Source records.
-*-
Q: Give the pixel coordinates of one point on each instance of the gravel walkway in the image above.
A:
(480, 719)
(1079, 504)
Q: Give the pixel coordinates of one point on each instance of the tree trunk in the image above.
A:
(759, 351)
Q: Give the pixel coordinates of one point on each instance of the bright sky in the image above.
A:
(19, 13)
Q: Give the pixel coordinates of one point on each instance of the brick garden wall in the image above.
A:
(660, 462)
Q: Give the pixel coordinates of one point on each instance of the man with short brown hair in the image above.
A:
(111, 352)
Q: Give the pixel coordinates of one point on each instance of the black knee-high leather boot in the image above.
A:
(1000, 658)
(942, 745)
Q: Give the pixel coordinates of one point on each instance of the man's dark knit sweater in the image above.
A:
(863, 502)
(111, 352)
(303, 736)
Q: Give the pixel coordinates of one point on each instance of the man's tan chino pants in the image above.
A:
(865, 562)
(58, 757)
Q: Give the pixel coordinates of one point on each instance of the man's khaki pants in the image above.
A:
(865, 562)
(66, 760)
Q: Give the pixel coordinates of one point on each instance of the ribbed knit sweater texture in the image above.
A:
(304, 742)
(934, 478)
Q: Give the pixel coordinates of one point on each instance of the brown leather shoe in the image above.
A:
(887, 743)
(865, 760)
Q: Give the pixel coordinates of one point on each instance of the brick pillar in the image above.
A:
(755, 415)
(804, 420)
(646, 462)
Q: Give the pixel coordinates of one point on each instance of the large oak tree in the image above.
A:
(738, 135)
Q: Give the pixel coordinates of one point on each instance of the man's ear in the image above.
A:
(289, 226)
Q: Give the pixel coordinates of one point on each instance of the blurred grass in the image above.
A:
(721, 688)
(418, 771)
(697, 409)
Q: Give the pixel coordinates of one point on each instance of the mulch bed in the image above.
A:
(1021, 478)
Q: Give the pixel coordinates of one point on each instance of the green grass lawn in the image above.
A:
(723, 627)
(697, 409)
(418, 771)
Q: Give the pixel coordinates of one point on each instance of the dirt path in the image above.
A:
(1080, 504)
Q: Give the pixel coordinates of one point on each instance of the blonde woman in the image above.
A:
-*-
INSTRUCTIONS TO FOLLOW.
The task here is to output the line with "lawn in the image above." and all lines after it to the end of the records above, exactly and only those.

SOLUTION TO THE EXERCISE.
Q: Give the pixel coordinates of one point on each instance of the green grass lawn in the image above.
A:
(723, 627)
(697, 409)
(418, 771)
Q: Give the pixel coordinates of one point on each instance of the dirt path in the image above.
A:
(1080, 504)
Q: Give the pixel coordinates of one point on each instance of the blonde woman in the image above.
A:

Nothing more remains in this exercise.